* ACTION ITEM: Reproduce all of the data word for word.

*** DATA SECTION Section Begins ***

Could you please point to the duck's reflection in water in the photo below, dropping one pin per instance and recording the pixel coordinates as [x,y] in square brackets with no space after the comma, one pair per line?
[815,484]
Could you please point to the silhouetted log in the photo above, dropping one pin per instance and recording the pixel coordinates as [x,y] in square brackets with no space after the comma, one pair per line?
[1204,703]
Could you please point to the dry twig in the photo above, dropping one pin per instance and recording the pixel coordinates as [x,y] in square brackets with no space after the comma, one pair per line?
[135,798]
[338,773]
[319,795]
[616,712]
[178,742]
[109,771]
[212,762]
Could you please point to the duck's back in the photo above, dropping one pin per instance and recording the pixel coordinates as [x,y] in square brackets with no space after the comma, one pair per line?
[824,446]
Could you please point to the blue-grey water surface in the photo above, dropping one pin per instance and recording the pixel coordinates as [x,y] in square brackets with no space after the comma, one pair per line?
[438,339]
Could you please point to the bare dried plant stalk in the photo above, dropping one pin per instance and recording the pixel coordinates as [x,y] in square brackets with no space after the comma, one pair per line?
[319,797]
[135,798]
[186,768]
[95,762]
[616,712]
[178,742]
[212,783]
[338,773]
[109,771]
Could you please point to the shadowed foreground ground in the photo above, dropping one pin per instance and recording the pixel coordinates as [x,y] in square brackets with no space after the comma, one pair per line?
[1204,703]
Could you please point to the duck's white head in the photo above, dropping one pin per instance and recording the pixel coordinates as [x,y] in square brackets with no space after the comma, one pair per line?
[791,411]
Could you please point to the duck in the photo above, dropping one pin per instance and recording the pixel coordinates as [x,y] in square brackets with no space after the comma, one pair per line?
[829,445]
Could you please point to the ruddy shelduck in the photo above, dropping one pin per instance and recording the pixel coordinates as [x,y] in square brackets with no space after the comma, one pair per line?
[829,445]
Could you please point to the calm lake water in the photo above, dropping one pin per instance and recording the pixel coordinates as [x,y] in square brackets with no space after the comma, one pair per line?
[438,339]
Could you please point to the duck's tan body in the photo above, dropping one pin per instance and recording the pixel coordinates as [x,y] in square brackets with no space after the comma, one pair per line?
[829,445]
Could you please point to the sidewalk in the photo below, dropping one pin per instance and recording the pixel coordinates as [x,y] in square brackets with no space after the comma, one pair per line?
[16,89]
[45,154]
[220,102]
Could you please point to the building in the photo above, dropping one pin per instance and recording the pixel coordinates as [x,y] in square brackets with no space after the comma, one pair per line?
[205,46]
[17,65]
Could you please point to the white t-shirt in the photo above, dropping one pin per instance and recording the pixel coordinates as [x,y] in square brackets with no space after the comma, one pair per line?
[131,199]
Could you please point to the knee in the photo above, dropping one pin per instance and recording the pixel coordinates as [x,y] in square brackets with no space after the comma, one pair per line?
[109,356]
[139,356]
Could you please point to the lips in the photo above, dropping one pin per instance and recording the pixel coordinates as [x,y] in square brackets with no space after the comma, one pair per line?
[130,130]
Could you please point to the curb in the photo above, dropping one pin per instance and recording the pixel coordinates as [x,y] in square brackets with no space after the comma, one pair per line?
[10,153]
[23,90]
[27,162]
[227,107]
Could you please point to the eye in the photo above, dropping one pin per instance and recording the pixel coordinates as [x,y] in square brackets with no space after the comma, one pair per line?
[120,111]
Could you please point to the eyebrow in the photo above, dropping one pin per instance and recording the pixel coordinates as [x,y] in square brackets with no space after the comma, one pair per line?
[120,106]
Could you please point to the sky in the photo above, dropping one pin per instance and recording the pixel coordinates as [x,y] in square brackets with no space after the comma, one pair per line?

*** DATA SECTION Section Ends ***

* THE ANSWER:
Could you please point to the duck's reflection in water in the photo below, dropping one pin per instance and recording the pixel coordinates as [x,y] in square brackets with no space after the comma, one pair per line?
[815,484]
Could you please point to the silhouetted log in the photo above, dropping one pin per instance and recording the pixel coordinates as [x,y] in square brackets with no space after the comma, one pair per line?
[1204,703]
Could you please point to the dry twig in the photo above, dropping one pin per instance and recording the pixel coordinates as [x,y] in square brackets with no space after the comma, one pair per line?
[135,798]
[338,773]
[319,795]
[616,712]
[178,742]
[109,771]
[212,762]
Could you please point to the duck's back in the photo above, dropping one pin per instance and recording the pixel coordinates as [x,y] in square brackets with no space after the comma, one pair per line?
[824,446]
Could you please point to the blue-grey water surface in the photo above, dropping one pin per instance and recording the pixel coordinates as [x,y] in square brackets with no space after the comma, one pair per line?
[438,339]
Could you please point to the bare dried plant stalk in the photo above, dropping one pin per instance and recording the pixel coordinates as [x,y] in square brackets with no space after the comma, one pair per line?
[319,797]
[135,798]
[186,768]
[95,762]
[616,712]
[178,742]
[212,783]
[338,773]
[109,771]
Could you please point to the shadowed foreground ground in the photo above, dropping one pin per instance and recording the pixel coordinates as [x,y] in square brackets with no space after the comma, one pair per line?
[1204,703]
Could you please point to the duck's white head in the photo above, dropping one pin per instance and recording the pixel coordinates as [x,y] in square brackets with no space after the comma, one pair per line?
[791,411]
Could you please point to the duck in the photo above, dropping one pin per instance and recording the pixel coordinates as [x,y] in square brackets with no space after the comma, one pair per line?
[829,445]
Could you please point to the ruddy shelduck in the photo above, dropping one pin per instance and recording the pixel coordinates as [x,y] in square brackets with no space after the comma, one pair per line?
[829,445]
Could you please point to the calm lake water in the photo above, dropping one pin per instance and recording the pixel coordinates as [x,y] in square brackets with no space after the comma, one pair per line?
[438,339]
Could you please point to the duck's tan body in the photo above, dropping one pin per instance and recording the pixel coordinates as [x,y] in square brackets with no space after the comma, one pair per line?
[829,445]
Could you please point to the sidewalk in the photo below, dropping one pin per instance and recording the pixel coordinates as [x,y] in square brackets with no space after the comma, one pair per line?
[16,89]
[45,154]
[220,102]
Could you please point to the building in the photo above, dropping one pin per instance and recording the pixel coordinates as [x,y] in square brackets with no space after the comma, one pair per line?
[205,46]
[17,65]
Could you please point to the white t-shirt in the photo above, dropping one pin per instance and recording the pixel coordinates as [x,y] in square brackets with no space after the comma, one pair per line?
[131,199]
Could you please point to the knee in the photo above, dropping one pin per instance and recording the pixel coordinates as [x,y] in square brackets with no space after the comma, one pair per line?
[109,356]
[139,356]
Could you please point to the lips in the photo above, dropping one pin per instance and recording the pixel coordinates as [x,y] in square brackets with no space after the comma, one pair per line?
[130,130]
Could you please point to the curb in the photo above, dropping one pin per instance and recording the pixel coordinates as [x,y] in square brackets with no space after the comma, one pair per line?
[10,153]
[23,90]
[27,162]
[227,107]
Could you please point to the eye in the photo above, dropping one pin per instance and recording the pixel coordinates as [x,y] in square brackets with no space after the comma, one pair per line?
[120,111]
Could you please point to the eyebrow in the photo above, dropping one pin per instance and recording the pixel coordinates as [x,y] in square brackets with no space after the comma, one pair per line?
[120,106]
Could you please point to the sky in the photo above, dropping one pin per instance and recording the pixel coordinates as [x,y] in square brackets with no space after the comma, one pair per line?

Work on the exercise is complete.